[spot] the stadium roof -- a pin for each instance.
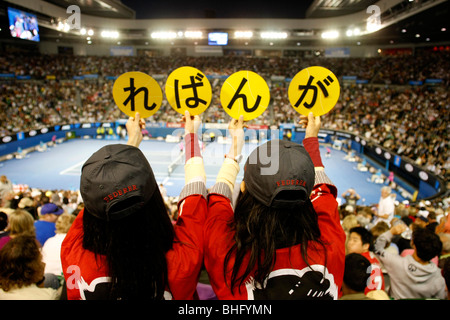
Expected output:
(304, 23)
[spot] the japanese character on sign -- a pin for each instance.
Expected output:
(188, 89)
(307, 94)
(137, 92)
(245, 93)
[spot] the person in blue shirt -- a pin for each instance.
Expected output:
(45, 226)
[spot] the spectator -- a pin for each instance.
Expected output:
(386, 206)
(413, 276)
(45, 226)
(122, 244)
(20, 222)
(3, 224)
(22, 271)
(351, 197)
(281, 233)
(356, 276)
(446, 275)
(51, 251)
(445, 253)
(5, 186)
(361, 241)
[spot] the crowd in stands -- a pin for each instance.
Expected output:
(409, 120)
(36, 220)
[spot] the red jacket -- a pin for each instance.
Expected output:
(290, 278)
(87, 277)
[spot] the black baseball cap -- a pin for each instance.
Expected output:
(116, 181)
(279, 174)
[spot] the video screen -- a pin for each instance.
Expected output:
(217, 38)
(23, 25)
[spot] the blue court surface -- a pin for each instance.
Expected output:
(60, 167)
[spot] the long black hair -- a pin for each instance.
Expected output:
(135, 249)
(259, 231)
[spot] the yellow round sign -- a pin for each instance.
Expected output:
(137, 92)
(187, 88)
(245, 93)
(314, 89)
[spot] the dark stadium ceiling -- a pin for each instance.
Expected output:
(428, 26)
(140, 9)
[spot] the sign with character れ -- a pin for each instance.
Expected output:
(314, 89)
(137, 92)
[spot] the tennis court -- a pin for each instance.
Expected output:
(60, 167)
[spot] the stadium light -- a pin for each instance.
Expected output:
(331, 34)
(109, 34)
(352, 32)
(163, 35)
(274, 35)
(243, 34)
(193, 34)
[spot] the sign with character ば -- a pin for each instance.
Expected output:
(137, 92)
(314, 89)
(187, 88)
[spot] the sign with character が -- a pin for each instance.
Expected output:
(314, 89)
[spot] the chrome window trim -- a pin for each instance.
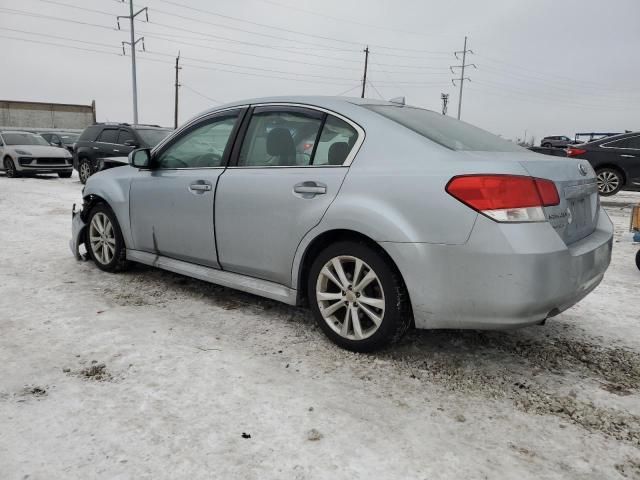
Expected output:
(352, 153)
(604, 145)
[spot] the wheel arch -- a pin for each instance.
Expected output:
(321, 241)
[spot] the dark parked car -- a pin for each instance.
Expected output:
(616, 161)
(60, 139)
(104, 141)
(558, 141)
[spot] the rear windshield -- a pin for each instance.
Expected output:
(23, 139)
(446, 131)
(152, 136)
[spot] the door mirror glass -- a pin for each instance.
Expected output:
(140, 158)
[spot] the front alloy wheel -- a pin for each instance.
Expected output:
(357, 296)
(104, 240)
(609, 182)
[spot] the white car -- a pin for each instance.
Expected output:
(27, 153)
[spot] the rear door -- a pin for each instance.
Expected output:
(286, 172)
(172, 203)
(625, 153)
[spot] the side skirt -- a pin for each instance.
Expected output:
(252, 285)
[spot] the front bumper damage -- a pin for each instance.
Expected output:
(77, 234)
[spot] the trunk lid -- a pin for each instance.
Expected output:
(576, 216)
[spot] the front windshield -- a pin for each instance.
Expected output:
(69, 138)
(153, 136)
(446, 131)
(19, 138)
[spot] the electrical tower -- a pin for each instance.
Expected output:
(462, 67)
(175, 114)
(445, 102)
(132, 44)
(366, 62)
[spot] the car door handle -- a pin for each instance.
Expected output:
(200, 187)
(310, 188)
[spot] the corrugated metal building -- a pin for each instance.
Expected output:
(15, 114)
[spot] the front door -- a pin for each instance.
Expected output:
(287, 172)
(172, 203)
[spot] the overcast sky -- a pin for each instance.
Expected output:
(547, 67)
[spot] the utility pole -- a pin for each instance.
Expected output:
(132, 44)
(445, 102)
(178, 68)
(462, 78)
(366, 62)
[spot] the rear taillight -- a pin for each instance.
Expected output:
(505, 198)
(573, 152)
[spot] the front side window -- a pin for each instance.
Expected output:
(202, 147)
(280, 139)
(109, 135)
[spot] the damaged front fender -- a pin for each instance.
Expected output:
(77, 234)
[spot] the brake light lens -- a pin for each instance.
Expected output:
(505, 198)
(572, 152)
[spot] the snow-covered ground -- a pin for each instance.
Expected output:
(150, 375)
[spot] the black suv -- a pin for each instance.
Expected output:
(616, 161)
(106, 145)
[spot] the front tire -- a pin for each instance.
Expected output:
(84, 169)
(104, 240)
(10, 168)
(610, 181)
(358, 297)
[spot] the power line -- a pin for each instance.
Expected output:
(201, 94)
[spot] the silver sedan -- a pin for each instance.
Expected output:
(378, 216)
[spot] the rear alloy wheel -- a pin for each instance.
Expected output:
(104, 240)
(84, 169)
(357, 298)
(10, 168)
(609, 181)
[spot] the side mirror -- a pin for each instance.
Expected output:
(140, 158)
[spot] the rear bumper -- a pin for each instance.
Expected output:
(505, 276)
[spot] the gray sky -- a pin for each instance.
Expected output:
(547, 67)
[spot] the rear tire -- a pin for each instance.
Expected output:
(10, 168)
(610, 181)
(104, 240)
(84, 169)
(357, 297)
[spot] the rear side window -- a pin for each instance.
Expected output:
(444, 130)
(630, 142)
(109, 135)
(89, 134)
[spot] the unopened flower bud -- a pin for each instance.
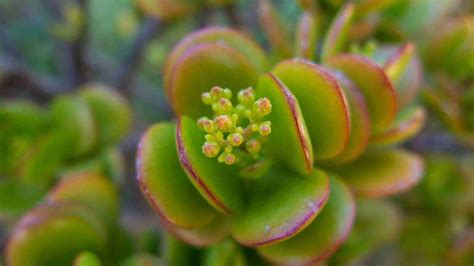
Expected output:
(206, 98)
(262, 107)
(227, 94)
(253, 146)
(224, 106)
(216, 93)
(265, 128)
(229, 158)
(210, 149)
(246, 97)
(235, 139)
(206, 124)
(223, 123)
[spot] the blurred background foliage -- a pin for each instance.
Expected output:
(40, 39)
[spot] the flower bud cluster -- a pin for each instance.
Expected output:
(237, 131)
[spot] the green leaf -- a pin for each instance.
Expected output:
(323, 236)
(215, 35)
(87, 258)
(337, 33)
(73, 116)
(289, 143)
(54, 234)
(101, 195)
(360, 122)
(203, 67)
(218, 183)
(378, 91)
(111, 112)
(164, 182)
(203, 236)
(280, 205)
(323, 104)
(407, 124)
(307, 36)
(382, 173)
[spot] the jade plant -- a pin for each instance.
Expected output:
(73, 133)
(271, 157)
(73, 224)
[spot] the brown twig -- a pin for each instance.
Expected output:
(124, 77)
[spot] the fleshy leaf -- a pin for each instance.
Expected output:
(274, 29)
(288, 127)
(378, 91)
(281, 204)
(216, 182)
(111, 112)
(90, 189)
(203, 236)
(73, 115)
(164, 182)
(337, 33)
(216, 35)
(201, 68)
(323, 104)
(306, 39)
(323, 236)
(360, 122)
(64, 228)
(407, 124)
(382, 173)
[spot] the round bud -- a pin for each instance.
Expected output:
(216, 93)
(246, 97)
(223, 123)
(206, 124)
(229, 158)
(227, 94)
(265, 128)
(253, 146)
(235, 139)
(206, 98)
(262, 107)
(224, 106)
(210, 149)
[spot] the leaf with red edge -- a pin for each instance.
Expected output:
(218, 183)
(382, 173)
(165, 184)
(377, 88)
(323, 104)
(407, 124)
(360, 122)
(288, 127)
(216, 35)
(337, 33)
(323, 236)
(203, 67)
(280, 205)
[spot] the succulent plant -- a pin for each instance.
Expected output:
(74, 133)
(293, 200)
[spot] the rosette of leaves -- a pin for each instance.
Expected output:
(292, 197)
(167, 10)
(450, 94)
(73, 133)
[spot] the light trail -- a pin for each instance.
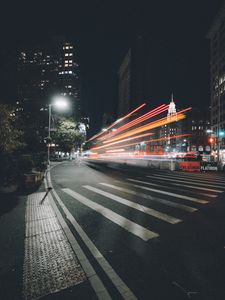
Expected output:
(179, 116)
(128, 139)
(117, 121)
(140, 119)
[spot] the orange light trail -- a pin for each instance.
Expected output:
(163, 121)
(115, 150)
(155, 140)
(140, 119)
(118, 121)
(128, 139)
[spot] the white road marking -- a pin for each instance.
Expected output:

---

Stated goal - Write the lines above out again exactly, without any of their pictures.

Expected output -
[spot] the stadium roof -- a pin for each instance.
Expected output:
(304, 23)
[spot] the japanese character on sign -- a pin for each instance.
Expected output:
(188, 89)
(307, 94)
(137, 92)
(245, 93)
[spot] the person in blue shirt -- a pin for each instance.
Expected output:
(45, 226)
[spot] the spectator -- a pin for each instance.
Expected output:
(386, 206)
(413, 276)
(45, 226)
(122, 244)
(20, 222)
(3, 224)
(22, 271)
(351, 197)
(281, 233)
(356, 276)
(446, 275)
(51, 251)
(445, 253)
(5, 186)
(361, 241)
[spot] the crowd in stands -- a pin for each instance.
Expected output:
(409, 120)
(36, 220)
[spot] the red jacket -- a pin for each instance.
Expected output:
(290, 278)
(87, 277)
[spot] the black baseball cap -- a pin for each instance.
Expected output:
(116, 181)
(279, 174)
[spot] the video screen -- a pin for each instance.
Expected output:
(217, 38)
(23, 25)
[spot] the blue court surface -- a pin for each instance.
Expected output:
(60, 167)
[spot] the long black hair -- a pin for each instance.
Expected output:
(135, 249)
(259, 231)
[spot] the yellow round sign -- a pin for each instance.
Expected output:
(137, 92)
(187, 88)
(245, 93)
(314, 89)
[spot] the dark stadium ceiling -- a pin for each instance.
Expected output:
(428, 26)
(140, 9)
[spot] the sign with character れ -- a pin for each instance.
Expected output:
(314, 89)
(137, 92)
[spot] the tennis court -- a pin for each instance.
Expected output:
(60, 167)
[spot] the stadium light -- a pin for each instance.
Expected output:
(331, 34)
(109, 34)
(352, 32)
(163, 35)
(274, 35)
(243, 34)
(193, 34)
[spot] the sign with character ば -- a pin for each instance.
Expected output:
(137, 92)
(314, 89)
(187, 88)
[spot] the sign with character が -- a pin for each instance.
Expected output:
(314, 89)
[spot] the chrome window trim -- a pin for each instance.
Expected output:
(352, 153)
(604, 145)
[spot] the wheel arch -- a pin for each instance.
Expected output:
(321, 241)
[spot] the dark parked car -- a pin for each instance.
Expected output:
(616, 161)
(60, 139)
(104, 141)
(558, 141)
[spot] the rear windshield -- a pin for each instance.
Expected output:
(23, 139)
(446, 131)
(152, 136)
[spot] the door mirror glass -- a pin for each instance.
Expected output:
(140, 158)
[spot] the front alloy wheel -- a pin for each instance.
Expected output:
(357, 296)
(104, 240)
(609, 182)
[spot] the white car -- a pin for each instance.
Expected output:
(27, 153)
[spot] the rear door -- a pin for each instance.
Expected output:
(286, 172)
(172, 203)
(625, 153)
[spot] the side skirt -- a pin for each instance.
Expected output:
(252, 285)
[spot] the front bumper damage -- a pin for each instance.
Expected output:
(77, 234)
[spot] the trunk lid -- a pin for each instance.
Expected output:
(576, 216)
[spot] the front windshield -- a pin for each instance.
Expected output:
(69, 138)
(153, 136)
(446, 131)
(19, 138)
[spot] the electrical tower -- a pin for each instance.
Expected output:
(462, 67)
(175, 114)
(445, 102)
(132, 44)
(366, 62)
[spot] the car door handle -- a pin for each instance.
Expected output:
(200, 187)
(310, 188)
[spot] the corrugated metal building -- a pin for each instance.
Expected output:
(15, 114)
[spot] the front door -- a pin for each instance.
Expected output:
(287, 172)
(172, 203)
[spot] the overcast sky -- a pin for each instance.
Expected output:
(547, 67)
[spot] the utility pole -- a pin for each instance.
Expected output:
(132, 44)
(445, 102)
(178, 68)
(462, 78)
(366, 62)
[spot] the rear taillight -- a pin for each instance.
Expected output:
(505, 198)
(573, 152)
[spot] the front side window -- a pin for each instance.
Expected output:
(202, 147)
(280, 139)
(109, 135)
[spot] the damaged front fender -- a pin for each instance.
Expected output:
(77, 234)
[spot] the brake light lens -- a pin for each instance.
Expected output:
(505, 198)
(572, 152)
[spot] the snow-covered ground -- a pin for each instance.
Expected output:
(150, 375)
[spot] the black suv -- a pin for each instance.
Expected output:
(616, 161)
(106, 145)
[spot] the front tire -- a pin for each instance.
Expected output:
(84, 169)
(104, 240)
(10, 168)
(610, 181)
(358, 297)
[spot] the power line -- a pin for each instance.
Expected output:
(201, 94)
[spot] the silver sedan -- a pin for each instance.
Expected output:
(378, 216)
[spot] the rear alloy wheel -- a pin for each instance.
Expected output:
(104, 240)
(84, 169)
(357, 298)
(10, 168)
(609, 181)
[spot] the side mirror -- a pin for each instance.
Expected output:
(140, 158)
[spot] the rear bumper -- a pin for each instance.
Expected output:
(505, 276)
[spot] the gray sky -- a pin for each instance.
Expected output:
(547, 67)
[spot] the rear tire -- a pin for each instance.
Expected output:
(10, 168)
(610, 181)
(104, 240)
(84, 169)
(357, 297)
[spot] the rear side window -- a pin for each instance.
Expected output:
(444, 130)
(630, 142)
(109, 135)
(89, 134)
[spot] the unopened flower bud -- a pin for each instance.
Expected output:
(206, 98)
(262, 107)
(227, 94)
(253, 146)
(224, 106)
(216, 93)
(265, 128)
(229, 158)
(210, 149)
(246, 97)
(235, 139)
(206, 124)
(223, 123)
[spot] the blurred background foliage -- a pin for each instance.
Expected output:
(40, 39)
[spot] the flower bud cluster -- a pin for each instance.
Expected output:
(237, 131)
[spot] the green leaf -- a pin for each instance.
Expected output:
(323, 236)
(215, 35)
(87, 258)
(337, 33)
(73, 116)
(289, 143)
(54, 234)
(101, 195)
(360, 122)
(203, 67)
(218, 183)
(378, 91)
(111, 112)
(164, 182)
(203, 236)
(280, 205)
(323, 104)
(407, 124)
(307, 36)
(382, 173)
[spot] the jade plant -- a pin for each instance.
Expected output:
(73, 133)
(271, 157)
(73, 224)
[spot] the brown twig -- a pin for each instance.
Expected output:
(124, 77)
[spot] the fleshy leaf -- a pin for each instance.
Expected output:
(274, 29)
(288, 127)
(378, 91)
(281, 204)
(216, 182)
(111, 112)
(90, 189)
(203, 236)
(73, 115)
(164, 182)
(337, 33)
(216, 35)
(201, 68)
(323, 104)
(306, 39)
(323, 236)
(360, 122)
(64, 228)
(407, 124)
(382, 173)
[spot] the round bud -- a pin for each instance.
Expected output:
(216, 93)
(246, 97)
(223, 123)
(206, 124)
(229, 158)
(227, 94)
(265, 128)
(253, 146)
(235, 139)
(206, 98)
(262, 107)
(224, 106)
(210, 149)
[spot] the leaf with red edge -- a pin for each instance.
Expected output:
(218, 183)
(382, 173)
(165, 184)
(377, 88)
(323, 104)
(407, 124)
(360, 122)
(288, 127)
(216, 35)
(337, 33)
(323, 236)
(203, 67)
(280, 205)
[spot] the succulent plant -- a pin for each instance.
Expected output:
(74, 133)
(293, 200)
[spot] the rosette of leaves -- a pin for each instance.
Expected output:
(292, 197)
(167, 10)
(450, 94)
(73, 133)
[spot] the light trail -- a pin for each instance.
Expected output:
(179, 116)
(128, 139)
(117, 121)
(140, 119)
[spot] the orange light trail -- a pin for each instance.
Expected output:
(163, 121)
(115, 150)
(155, 140)
(140, 119)
(118, 121)
(128, 139)
[spot] the white road marking -- a pin for each instance.
Expected output:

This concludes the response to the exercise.